* Work required *
Pick out every line in the records below that contains the word "Zoom" and copy each of those lines.

☆ ☆ ☆ ☆

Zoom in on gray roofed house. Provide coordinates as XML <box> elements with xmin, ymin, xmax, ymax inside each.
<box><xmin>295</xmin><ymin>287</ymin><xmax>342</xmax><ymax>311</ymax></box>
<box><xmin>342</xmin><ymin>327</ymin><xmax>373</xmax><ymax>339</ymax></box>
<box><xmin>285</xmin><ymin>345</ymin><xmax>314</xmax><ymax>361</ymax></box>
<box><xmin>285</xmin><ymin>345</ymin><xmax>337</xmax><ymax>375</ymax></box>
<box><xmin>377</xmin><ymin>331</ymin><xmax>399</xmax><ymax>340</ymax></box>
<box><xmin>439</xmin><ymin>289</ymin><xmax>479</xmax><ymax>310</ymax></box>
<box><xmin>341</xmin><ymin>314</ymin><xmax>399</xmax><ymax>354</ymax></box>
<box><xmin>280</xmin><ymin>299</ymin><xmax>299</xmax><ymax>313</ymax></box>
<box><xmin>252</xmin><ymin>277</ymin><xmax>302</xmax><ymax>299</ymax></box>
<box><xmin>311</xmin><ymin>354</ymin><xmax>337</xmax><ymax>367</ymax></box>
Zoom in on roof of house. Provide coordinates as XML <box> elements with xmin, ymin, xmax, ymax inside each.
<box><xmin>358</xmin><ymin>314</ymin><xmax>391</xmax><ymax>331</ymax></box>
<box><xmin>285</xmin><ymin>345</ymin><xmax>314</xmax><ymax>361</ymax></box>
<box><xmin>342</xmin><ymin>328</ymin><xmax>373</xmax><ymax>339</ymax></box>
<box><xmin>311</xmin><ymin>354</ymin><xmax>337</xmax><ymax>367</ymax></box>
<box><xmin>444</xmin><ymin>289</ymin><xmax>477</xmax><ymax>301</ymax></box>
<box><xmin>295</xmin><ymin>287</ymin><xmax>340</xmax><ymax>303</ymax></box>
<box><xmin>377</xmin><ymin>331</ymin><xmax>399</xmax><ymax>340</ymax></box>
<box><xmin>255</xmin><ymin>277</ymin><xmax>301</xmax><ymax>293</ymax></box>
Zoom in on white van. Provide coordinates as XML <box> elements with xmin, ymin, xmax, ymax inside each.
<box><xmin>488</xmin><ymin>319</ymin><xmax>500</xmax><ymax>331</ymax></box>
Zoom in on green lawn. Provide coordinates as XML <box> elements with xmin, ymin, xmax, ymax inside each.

☆ ☆ ☆ ☆

* Result of the task *
Zoom in on gray roofed house. Provide coordinates as XML <box> elements with xmin, ymin, xmax, ymax inside each.
Zoom in on roof of house. Provide coordinates as XML <box> elements with xmin, ymin, xmax, ymax inside each.
Zoom in on white van. Provide coordinates as XML <box> elements with xmin, ymin, xmax, ymax inside each.
Zoom in on green lawn. Provide coordinates as XML <box> elements with xmin, ymin, xmax, ymax inside each.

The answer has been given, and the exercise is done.